Below are some records. Set down exactly the line holding "target | top roof tier" and every later line through the end, omitting the pictures.

--- EXTRACTED MATERIAL ---
--- START ---

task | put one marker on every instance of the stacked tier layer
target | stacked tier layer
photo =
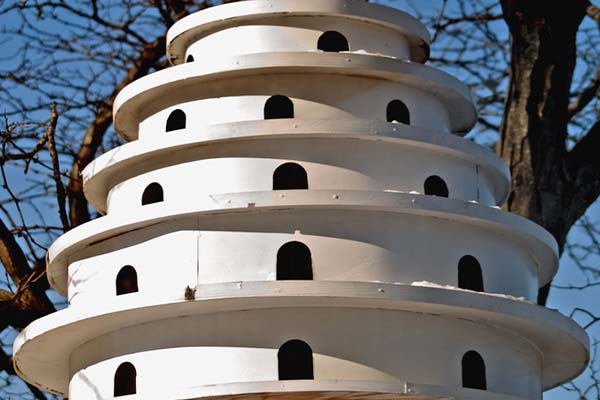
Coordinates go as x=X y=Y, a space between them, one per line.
x=296 y=216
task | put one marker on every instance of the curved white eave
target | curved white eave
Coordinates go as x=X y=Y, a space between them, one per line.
x=79 y=242
x=42 y=350
x=141 y=156
x=182 y=83
x=201 y=24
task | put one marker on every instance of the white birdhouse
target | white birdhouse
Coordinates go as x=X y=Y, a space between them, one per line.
x=296 y=216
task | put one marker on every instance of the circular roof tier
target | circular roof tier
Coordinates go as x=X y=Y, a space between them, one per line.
x=206 y=22
x=90 y=239
x=42 y=350
x=141 y=156
x=153 y=93
x=338 y=390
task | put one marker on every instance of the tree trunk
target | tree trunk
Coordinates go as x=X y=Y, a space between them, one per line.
x=534 y=129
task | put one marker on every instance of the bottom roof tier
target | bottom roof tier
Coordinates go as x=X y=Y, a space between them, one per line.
x=228 y=339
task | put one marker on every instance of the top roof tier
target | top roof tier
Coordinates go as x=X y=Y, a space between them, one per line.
x=366 y=28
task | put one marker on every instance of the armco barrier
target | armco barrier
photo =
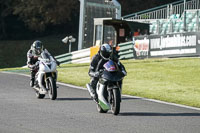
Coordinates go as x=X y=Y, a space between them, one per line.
x=81 y=56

--- END ---

--- REPLY TO THE TASK ---
target | top roof tier
Coordinates go as x=X y=Y, a space between them, one per line.
x=366 y=28
task | put one marker on every instance of the armco barrier
target | armco barrier
photo =
Coordinates go as x=X y=Y, a space between them, one per line.
x=81 y=56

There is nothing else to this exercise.